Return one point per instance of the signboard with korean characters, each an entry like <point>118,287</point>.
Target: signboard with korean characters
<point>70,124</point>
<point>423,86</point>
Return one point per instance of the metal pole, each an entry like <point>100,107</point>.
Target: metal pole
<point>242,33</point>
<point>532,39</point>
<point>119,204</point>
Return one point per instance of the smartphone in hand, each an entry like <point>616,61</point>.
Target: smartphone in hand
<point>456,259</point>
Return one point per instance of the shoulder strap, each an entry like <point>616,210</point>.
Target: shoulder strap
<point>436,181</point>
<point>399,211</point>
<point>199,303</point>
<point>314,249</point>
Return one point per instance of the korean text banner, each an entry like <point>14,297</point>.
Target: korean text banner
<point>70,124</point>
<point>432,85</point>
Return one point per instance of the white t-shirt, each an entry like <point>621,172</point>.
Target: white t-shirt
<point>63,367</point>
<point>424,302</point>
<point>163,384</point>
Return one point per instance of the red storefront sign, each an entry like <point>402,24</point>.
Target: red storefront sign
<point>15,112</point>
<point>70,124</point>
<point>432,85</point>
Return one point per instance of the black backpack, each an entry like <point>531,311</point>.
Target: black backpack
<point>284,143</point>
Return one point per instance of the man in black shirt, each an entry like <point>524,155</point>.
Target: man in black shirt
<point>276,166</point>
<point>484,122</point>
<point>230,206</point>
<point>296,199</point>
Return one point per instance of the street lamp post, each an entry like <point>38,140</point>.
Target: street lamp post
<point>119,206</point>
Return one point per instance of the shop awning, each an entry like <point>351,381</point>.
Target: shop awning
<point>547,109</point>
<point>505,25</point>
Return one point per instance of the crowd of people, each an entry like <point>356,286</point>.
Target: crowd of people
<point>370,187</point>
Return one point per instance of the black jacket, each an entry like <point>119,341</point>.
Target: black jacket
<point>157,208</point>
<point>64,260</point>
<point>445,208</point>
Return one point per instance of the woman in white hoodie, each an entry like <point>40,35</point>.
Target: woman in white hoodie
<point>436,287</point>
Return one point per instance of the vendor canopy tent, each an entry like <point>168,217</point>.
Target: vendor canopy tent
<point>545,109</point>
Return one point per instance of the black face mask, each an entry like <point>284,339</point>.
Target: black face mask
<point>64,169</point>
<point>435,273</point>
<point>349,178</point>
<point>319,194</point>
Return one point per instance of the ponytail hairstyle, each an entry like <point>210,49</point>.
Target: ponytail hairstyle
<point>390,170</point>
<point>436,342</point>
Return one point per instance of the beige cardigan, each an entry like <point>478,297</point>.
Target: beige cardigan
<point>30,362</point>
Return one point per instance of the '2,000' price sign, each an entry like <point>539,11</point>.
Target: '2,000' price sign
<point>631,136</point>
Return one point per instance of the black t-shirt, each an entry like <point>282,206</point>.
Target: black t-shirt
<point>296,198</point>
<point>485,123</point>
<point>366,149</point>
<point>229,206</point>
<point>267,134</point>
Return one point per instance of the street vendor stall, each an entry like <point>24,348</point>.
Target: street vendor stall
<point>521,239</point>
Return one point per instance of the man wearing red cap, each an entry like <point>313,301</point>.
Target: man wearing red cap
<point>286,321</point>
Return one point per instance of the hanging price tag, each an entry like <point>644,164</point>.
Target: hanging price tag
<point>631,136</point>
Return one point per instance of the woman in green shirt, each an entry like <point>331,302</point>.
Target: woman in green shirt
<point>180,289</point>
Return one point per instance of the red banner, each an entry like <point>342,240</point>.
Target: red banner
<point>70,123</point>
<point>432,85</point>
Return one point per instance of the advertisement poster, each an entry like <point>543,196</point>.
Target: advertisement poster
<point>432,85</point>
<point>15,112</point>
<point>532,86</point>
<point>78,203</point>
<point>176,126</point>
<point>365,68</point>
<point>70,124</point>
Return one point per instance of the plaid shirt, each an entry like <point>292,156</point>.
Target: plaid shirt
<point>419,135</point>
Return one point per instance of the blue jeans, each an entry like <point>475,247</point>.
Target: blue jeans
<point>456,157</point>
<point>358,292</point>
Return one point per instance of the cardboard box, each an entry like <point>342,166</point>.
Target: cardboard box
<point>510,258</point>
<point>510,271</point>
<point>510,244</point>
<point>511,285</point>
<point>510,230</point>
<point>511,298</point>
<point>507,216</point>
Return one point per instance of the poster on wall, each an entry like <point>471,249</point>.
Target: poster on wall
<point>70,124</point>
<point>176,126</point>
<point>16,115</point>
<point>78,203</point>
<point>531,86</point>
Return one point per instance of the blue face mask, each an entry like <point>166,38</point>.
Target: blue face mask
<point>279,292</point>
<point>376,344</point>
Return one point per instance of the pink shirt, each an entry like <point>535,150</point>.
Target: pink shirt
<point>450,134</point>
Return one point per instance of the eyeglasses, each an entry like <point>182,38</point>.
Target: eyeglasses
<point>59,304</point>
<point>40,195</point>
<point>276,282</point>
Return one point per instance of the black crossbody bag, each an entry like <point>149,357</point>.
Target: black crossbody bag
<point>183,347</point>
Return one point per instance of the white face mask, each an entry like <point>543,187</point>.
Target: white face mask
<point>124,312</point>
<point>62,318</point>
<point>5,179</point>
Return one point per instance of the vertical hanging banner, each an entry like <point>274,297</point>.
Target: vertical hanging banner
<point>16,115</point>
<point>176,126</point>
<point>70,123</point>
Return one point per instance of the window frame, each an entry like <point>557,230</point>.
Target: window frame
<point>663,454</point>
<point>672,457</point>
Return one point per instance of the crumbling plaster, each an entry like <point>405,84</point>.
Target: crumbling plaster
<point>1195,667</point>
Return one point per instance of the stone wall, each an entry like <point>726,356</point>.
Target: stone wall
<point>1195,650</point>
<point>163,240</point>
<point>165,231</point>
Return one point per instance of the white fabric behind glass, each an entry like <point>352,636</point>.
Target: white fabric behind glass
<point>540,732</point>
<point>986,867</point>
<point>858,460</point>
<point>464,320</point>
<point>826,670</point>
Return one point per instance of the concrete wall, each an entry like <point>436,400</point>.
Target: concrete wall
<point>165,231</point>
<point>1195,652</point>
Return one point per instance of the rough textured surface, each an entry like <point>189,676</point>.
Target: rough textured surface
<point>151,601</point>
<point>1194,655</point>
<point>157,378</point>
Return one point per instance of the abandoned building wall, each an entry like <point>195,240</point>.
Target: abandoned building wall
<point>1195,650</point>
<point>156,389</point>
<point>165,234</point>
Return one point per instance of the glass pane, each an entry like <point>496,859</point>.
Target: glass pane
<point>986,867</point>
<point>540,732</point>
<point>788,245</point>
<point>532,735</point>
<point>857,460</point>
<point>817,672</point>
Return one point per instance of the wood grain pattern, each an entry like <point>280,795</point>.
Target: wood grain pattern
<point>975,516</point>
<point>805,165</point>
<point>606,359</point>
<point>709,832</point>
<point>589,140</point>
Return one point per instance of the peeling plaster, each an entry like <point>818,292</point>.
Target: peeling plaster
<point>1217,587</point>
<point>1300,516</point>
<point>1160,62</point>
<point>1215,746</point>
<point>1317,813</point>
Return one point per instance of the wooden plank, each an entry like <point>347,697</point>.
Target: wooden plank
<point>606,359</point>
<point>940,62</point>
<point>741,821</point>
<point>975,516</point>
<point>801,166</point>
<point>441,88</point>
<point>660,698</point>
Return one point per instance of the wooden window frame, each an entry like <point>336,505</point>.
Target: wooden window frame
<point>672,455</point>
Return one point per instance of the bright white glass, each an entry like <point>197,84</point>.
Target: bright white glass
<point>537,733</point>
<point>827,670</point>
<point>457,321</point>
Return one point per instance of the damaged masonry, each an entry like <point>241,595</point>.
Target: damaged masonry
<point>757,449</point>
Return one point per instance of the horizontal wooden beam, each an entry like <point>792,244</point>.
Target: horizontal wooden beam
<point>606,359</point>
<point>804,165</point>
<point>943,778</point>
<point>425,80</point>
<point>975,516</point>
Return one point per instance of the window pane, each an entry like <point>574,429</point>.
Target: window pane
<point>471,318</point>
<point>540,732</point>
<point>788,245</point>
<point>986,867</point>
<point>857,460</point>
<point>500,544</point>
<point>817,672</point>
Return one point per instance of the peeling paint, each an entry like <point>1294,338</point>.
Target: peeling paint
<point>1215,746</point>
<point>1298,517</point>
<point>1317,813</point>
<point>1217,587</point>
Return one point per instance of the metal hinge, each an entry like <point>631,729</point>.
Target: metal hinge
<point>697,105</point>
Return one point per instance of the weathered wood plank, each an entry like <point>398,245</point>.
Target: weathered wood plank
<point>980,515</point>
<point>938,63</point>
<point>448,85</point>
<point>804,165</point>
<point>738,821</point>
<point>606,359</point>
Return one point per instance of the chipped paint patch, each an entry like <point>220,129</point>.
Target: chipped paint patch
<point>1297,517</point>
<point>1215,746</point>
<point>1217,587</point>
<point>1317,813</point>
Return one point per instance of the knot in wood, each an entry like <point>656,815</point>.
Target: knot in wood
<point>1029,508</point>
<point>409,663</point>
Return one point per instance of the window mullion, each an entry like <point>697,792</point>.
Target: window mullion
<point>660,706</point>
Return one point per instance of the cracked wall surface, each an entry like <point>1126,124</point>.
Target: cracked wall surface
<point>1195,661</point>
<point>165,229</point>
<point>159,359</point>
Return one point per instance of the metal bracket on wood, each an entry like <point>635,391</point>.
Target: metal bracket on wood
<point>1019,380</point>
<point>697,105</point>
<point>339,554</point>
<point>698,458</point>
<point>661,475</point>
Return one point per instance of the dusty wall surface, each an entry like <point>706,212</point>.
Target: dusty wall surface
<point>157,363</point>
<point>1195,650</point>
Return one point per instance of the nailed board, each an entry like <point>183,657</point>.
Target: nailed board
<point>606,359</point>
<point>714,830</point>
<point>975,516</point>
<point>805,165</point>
---+---
> **Problem description**
From the material above, set down exactly the lines between the line holding "Return one point per instance of the hanging" and the line holding "Return one point per instance of the red banner, each", inclusive. Include nothing else.

> **Result**
Return one point per instance of the hanging price tag, each an entry like <point>644,164</point>.
Target: hanging price tag
<point>631,136</point>
Return one point per instance of the woman in green shirt, each an entry like <point>331,302</point>.
Target: woman in green shirt
<point>180,289</point>
Return one point per instance of the red banner, each an entry like <point>342,240</point>.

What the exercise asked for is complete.